# Tâche 1
Répondez à ces questions d'après l'extrait sur Zamparini et Palerme.
(a) À partir de quel mois et de quelle année Zamparini s'installe-t-il à Palerme ?
(b) Après combien d'années d'absence Palerme retrouve-t-il la Serie A ?
(c) Jusqu'à quand Walter Sabatini reste-t-il directeur sportif ?

# Extrait source
▼
Mais c’est surtout à Palerme, à partir de juillet 2002, que Zamparini va écrire sa légende. L’équipe vient de remonter en Serie B, et comme il l’avait fait à Venise, le bon Maurizio promet un retour dans l’élite au plus vite. Et comme il est un homme de parole, deux ans plus tard, Palerme retrouve la Serie A après 31 années d’absence, ce qui vaudra au bonhomme d’être nommé citoyen d’honneur de la ville. Mais son Palerme ne va pas se contenter de faire de la figuration. Loin de là. Dès son retour en première division, lors de la saison 2004-2005, l’équipe rosanera joue les premiers rôles, avec une sixième place synonyme de qualification en Coupe UEFA. Dans cette équipe, on trouve notamment Luca Toni, Fabio Grosso, Simone Barone, Andrea Barzagli et Cristian Zaccardo, qui seront tous champions du monde avec l’Italie quelques mois plus tard. Zamparini s’entoure alors de deux directeurs sportifs virtuoses en la présence de Rino Foschi, de 2002 à 2008, puis de Walter Sabatini, jusqu’à la fin de l’année 2010. Son Palerme va ainsi, lors de la décennie qui va suivre, révéler de nombreux joueurs de premier plan, comme Fabrizio Miccoli, Edinson Cavani, Javier Pastore, ou encore Paulo Dybala, pour ne citer que les plus illustres.
▲
# Tâche 2
Recopiez tous les enregistrements en remplaçant « metal scaffolding » par « bamboo scaffolding », sans rien modifier d'autre.

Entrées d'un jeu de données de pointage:
▼
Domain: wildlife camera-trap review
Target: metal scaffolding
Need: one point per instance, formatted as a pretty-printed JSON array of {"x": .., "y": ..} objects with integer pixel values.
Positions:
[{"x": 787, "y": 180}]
▲
# Solution complète 1
(a) À partir de juillet 2002.
(b) Après 31 années d'absence.
(c) Jusqu'à la fin de l'année 2010.

# Solution complète 2
Domain: wildlife camera-trap review
Target: bamboo scaffolding
Need: one point per instance, formatted as a pretty-printed JSON array of {"x": .., "y": ..} objects with integer pixel values.
Positions:
[{"x": 787, "y": 180}]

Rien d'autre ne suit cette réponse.